═══ EXCERPT ═══

Counting the maximum number of four-in-a-row wins

Question

It all started during a "fourInARow" game... A friend of mine asked: "If you drop in all 42 stones, what will the number of "four in a row"s be with the optimal configuration?"

I thought it should be something like this: (0 is player1's coins , 1 is player2's coins)

1111110
1111100
1111000
1110000
1100000
1000000

Which should be 12row+12col+12diagDownLeft=36.

After that I tried to write a program to bruteforce test all possible combinations... After my calculations the sum of all possible ways should be (42!)/((21!)*(21!))≈5,4*10^11

I first tried the code on an android phone... But after implementing a progress bar I estimated a runtime of 9 years.

The situation on desktop wasn't much better ≈300days with 1.000.000FieldsTested/sec.

I'm also interested how the situation evolves for larger fields than 7(width)*6(height)...

Details on how to count the "sum of four in a rows": If you have 7 clips of equal color in one row then this counts as 4*" fourInARow" (same is true for diagonal or rows)

I took a look on other possibilities to count the "fourInARow"s more efficiently, but most solutions are more optimized to find only one winning condition like this one:

Does anyone have a recommendation how to optimize the performance of the code or is everything lost because I need a performance speedup of at least x300.

═══

INSTRUCTIONS:
[a] In the four-in-a-row thread, what runtime did the author estimate for the brute-force code on the Android phone?
[b] Please format the entries as a Markdown table with columns Row and Line. Begin at the entry line containing "Identify the bare", continue through the last line of the entries, and skip blank lines.

═══ EXTRACTED ENTRIES ═══

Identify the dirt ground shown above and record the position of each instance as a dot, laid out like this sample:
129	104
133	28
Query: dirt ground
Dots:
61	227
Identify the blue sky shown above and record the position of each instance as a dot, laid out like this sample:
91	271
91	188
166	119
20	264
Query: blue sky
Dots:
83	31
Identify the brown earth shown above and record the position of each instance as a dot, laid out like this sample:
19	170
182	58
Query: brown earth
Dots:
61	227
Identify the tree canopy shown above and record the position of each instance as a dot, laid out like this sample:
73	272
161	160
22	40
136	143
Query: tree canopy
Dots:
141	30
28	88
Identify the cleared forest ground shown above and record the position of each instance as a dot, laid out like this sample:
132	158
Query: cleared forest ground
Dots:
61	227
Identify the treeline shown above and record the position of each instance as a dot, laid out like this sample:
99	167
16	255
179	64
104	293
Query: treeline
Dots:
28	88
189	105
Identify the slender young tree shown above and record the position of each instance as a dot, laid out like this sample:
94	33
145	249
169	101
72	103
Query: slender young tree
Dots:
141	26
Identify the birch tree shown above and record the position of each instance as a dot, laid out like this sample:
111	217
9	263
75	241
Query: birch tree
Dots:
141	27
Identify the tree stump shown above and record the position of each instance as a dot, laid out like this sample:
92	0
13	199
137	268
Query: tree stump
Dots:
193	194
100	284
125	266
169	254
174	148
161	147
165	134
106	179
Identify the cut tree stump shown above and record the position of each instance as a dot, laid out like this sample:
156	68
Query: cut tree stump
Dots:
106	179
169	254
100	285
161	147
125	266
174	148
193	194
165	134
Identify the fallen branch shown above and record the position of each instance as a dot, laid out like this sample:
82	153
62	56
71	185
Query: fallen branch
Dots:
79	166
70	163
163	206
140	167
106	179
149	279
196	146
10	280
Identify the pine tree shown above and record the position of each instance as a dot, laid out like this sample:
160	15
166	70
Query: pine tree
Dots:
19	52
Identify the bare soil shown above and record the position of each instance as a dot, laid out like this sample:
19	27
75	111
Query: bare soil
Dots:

═══

RESULTS FOR EACH TASK:
[a] 9 years

[b]
| Row | Line |
|---|---|
| 1 | Identify the bare soil shown above and record the position of each instance as a dot, laid out like this sample: |
| 2 | 19	27 |
| 3 | 75	111 |
| 4 | Query: bare soil |
| 5 | Dots: |